== Problem requirements ==
The entries below are to be restated exactly, and their images are to be omitted.

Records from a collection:
■ ■ ■ ■

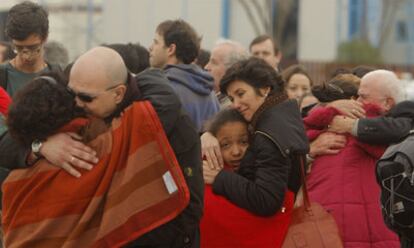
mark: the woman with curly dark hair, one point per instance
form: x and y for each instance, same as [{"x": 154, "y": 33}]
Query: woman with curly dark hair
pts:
[
  {"x": 269, "y": 173},
  {"x": 49, "y": 107},
  {"x": 109, "y": 206}
]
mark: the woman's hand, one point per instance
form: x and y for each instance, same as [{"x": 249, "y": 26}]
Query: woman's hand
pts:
[
  {"x": 350, "y": 108},
  {"x": 209, "y": 173}
]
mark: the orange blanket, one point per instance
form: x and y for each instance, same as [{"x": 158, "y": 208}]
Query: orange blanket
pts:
[{"x": 136, "y": 186}]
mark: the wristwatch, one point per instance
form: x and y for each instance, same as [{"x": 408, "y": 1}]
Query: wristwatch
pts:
[{"x": 36, "y": 145}]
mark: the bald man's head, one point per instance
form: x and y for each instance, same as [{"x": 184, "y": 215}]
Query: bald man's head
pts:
[
  {"x": 98, "y": 79},
  {"x": 101, "y": 60}
]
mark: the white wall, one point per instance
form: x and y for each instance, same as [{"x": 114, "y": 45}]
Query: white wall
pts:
[{"x": 317, "y": 30}]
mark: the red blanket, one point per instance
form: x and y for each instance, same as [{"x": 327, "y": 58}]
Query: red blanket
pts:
[
  {"x": 227, "y": 226},
  {"x": 136, "y": 186}
]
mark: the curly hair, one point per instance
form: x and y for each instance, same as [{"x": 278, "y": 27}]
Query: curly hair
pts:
[
  {"x": 255, "y": 72},
  {"x": 343, "y": 86},
  {"x": 223, "y": 117},
  {"x": 25, "y": 19},
  {"x": 40, "y": 108},
  {"x": 184, "y": 37}
]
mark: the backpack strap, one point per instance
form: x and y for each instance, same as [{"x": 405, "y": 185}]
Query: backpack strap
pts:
[
  {"x": 54, "y": 67},
  {"x": 3, "y": 77}
]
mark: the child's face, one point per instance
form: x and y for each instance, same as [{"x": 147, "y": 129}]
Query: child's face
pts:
[{"x": 234, "y": 140}]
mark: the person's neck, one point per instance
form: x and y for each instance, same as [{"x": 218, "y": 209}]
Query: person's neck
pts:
[
  {"x": 173, "y": 61},
  {"x": 38, "y": 66}
]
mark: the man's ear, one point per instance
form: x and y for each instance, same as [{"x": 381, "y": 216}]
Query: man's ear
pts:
[
  {"x": 389, "y": 103},
  {"x": 171, "y": 50},
  {"x": 120, "y": 93}
]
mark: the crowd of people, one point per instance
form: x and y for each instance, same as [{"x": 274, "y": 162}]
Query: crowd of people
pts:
[{"x": 177, "y": 146}]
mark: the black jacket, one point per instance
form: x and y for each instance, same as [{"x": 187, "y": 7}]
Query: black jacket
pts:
[
  {"x": 390, "y": 128},
  {"x": 267, "y": 169}
]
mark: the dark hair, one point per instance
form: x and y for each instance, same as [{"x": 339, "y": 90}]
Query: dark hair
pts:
[
  {"x": 184, "y": 37},
  {"x": 295, "y": 69},
  {"x": 203, "y": 58},
  {"x": 25, "y": 19},
  {"x": 340, "y": 70},
  {"x": 8, "y": 54},
  {"x": 262, "y": 38},
  {"x": 361, "y": 70},
  {"x": 255, "y": 72},
  {"x": 40, "y": 108},
  {"x": 343, "y": 86},
  {"x": 223, "y": 117},
  {"x": 135, "y": 56}
]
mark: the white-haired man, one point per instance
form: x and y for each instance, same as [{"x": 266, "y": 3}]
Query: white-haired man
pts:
[
  {"x": 224, "y": 54},
  {"x": 383, "y": 88}
]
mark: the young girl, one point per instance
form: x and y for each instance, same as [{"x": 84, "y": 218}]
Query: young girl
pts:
[{"x": 230, "y": 129}]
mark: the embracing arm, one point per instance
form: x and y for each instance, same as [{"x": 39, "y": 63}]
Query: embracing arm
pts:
[
  {"x": 384, "y": 129},
  {"x": 264, "y": 194}
]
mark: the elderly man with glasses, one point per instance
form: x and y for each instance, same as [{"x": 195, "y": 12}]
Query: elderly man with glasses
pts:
[{"x": 27, "y": 26}]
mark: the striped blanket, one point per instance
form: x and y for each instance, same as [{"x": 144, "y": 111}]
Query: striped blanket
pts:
[{"x": 136, "y": 186}]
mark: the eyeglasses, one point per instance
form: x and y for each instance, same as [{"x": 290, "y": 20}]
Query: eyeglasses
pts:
[
  {"x": 29, "y": 50},
  {"x": 85, "y": 97}
]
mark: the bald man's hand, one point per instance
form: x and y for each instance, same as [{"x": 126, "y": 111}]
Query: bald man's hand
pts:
[
  {"x": 350, "y": 108},
  {"x": 64, "y": 150}
]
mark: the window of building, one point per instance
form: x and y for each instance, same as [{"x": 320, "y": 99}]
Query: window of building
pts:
[{"x": 401, "y": 31}]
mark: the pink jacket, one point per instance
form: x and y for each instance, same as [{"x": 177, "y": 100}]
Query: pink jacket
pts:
[{"x": 345, "y": 185}]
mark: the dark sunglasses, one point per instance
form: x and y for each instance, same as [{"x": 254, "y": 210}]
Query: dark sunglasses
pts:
[
  {"x": 32, "y": 49},
  {"x": 85, "y": 97}
]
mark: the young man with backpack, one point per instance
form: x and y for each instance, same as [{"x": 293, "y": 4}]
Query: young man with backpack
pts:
[{"x": 27, "y": 26}]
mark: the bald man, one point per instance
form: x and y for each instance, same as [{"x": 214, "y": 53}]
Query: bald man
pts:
[{"x": 103, "y": 88}]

■ ■ ■ ■

== Solution to this task ==
mark: the woman with curly dark hair, one point per instance
form: x and y for each instance, same as [{"x": 154, "y": 33}]
Query: woman with curly dark hair
pts:
[
  {"x": 269, "y": 173},
  {"x": 49, "y": 107},
  {"x": 109, "y": 206}
]
mark: the woman's hand, one point per instance
form: x and y for each instance, same as [{"x": 249, "y": 26}]
Query: woman's hand
pts:
[
  {"x": 350, "y": 108},
  {"x": 209, "y": 173}
]
mark: the orange blanket, one point per instance
form: x and y for each instance, same as [{"x": 158, "y": 208}]
Query: orange blanket
pts:
[{"x": 136, "y": 186}]
mark: the wristwatch, one point per instance
form: x and y for each instance, same as [{"x": 408, "y": 1}]
Query: wristwatch
pts:
[{"x": 36, "y": 145}]
mark: the bald man's head, one point per instance
form: x and y for each instance, same as [{"x": 184, "y": 215}]
Query: bald man's head
pts:
[
  {"x": 98, "y": 79},
  {"x": 101, "y": 60}
]
mark: the white wall, one point per instance
form: x and y for each instance, same as [{"x": 114, "y": 45}]
Query: white wall
pts:
[{"x": 317, "y": 30}]
mark: the red blanket, one point per instance
form: x and y for each instance, same as [{"x": 327, "y": 58}]
Query: red blanket
pts:
[
  {"x": 227, "y": 226},
  {"x": 136, "y": 186}
]
mark: the curly hair, one point per instance
form: x and y for each instance, same as [{"x": 278, "y": 27}]
Query: curly hair
pts:
[
  {"x": 255, "y": 72},
  {"x": 343, "y": 86},
  {"x": 223, "y": 117},
  {"x": 25, "y": 19},
  {"x": 40, "y": 108},
  {"x": 184, "y": 37}
]
mark: the backpack strap, one point per instance
form: x and y for each instance, same as [{"x": 405, "y": 185}]
Query: backpack strap
pts:
[
  {"x": 54, "y": 67},
  {"x": 3, "y": 77}
]
mark: the child's face, one point per instance
form: x and y for each instance, same as [{"x": 147, "y": 129}]
Query: child's face
pts:
[{"x": 234, "y": 140}]
mark: the person's neck, one point per instance
form: x and y for each instance, same as [{"x": 218, "y": 209}]
Query: person's neck
pts:
[
  {"x": 173, "y": 61},
  {"x": 38, "y": 66}
]
mark: the man's ear, one point per instance
form: x and y for each instance, same as [{"x": 381, "y": 216}]
Query: man's ear
pts:
[
  {"x": 389, "y": 103},
  {"x": 171, "y": 50},
  {"x": 120, "y": 93}
]
mark: the crowd of people, one point per instance
form: x and y for each instance, same as [{"x": 274, "y": 162}]
Query: crowd of people
pts:
[{"x": 177, "y": 146}]
mark: the black jacket, one point per instance
form: x and y for each instance, same as [{"x": 187, "y": 7}]
Query: black jacket
pts:
[
  {"x": 390, "y": 128},
  {"x": 267, "y": 169}
]
mark: the dark hair, one point per instance
form: x and y for each instance, same as [{"x": 339, "y": 90}]
Query: dark hair
pts:
[
  {"x": 184, "y": 37},
  {"x": 295, "y": 69},
  {"x": 203, "y": 58},
  {"x": 25, "y": 19},
  {"x": 340, "y": 70},
  {"x": 8, "y": 54},
  {"x": 262, "y": 38},
  {"x": 361, "y": 70},
  {"x": 255, "y": 72},
  {"x": 40, "y": 108},
  {"x": 343, "y": 86},
  {"x": 223, "y": 117},
  {"x": 135, "y": 56}
]
mark: the white-haired man, one point per instance
form: x and y for each instance, same as [{"x": 266, "y": 3}]
Query: white-haired man
pts:
[
  {"x": 224, "y": 54},
  {"x": 383, "y": 88}
]
mark: the young girl, one point per instance
form: x and y for each instance, same as [{"x": 84, "y": 218}]
Query: young girl
pts:
[{"x": 230, "y": 129}]
mark: the embracing arm, one point per instance
form: x and y for each instance, same as [{"x": 39, "y": 63}]
Query: embracing arm
pts:
[
  {"x": 384, "y": 129},
  {"x": 264, "y": 194}
]
mark: the elderly man with glasses, one point per instance
form: x and y for each instance, same as [{"x": 195, "y": 12}]
Query: elderly man with glasses
pts:
[{"x": 27, "y": 26}]
mark: the striped blanket, one point per instance
form: x and y for each instance, same as [{"x": 144, "y": 111}]
Query: striped blanket
pts:
[{"x": 136, "y": 186}]
mark: the eyeglasses, one point per instance
form: x and y for each instance, same as [{"x": 290, "y": 20}]
Query: eyeglasses
pts:
[
  {"x": 29, "y": 50},
  {"x": 85, "y": 97}
]
mark: the bald man's hand, one point per instance
form: x and y for each instance, same as [{"x": 126, "y": 111}]
Query: bald man's hand
pts:
[
  {"x": 350, "y": 108},
  {"x": 64, "y": 150}
]
mark: the window of building, one point per instance
form: x and y for each instance, same as [{"x": 320, "y": 99}]
Query: window of building
pts:
[{"x": 401, "y": 31}]
mark: the pink jacket, one point per instance
form: x and y for each instance, same as [{"x": 177, "y": 100}]
Query: pink jacket
pts:
[{"x": 345, "y": 185}]
mark: the dark sunglasses, one point per instance
form: x and y for each instance, same as [{"x": 254, "y": 210}]
Query: dark sunglasses
pts:
[
  {"x": 32, "y": 49},
  {"x": 85, "y": 97}
]
mark: the young man with backpack, one point per instance
form: x and y for each instance, same as [{"x": 293, "y": 4}]
Query: young man with backpack
pts:
[{"x": 27, "y": 26}]
mark: the bald man, one point per instance
form: x and y for each instance, same as [{"x": 214, "y": 53}]
Query: bald man
pts:
[{"x": 103, "y": 88}]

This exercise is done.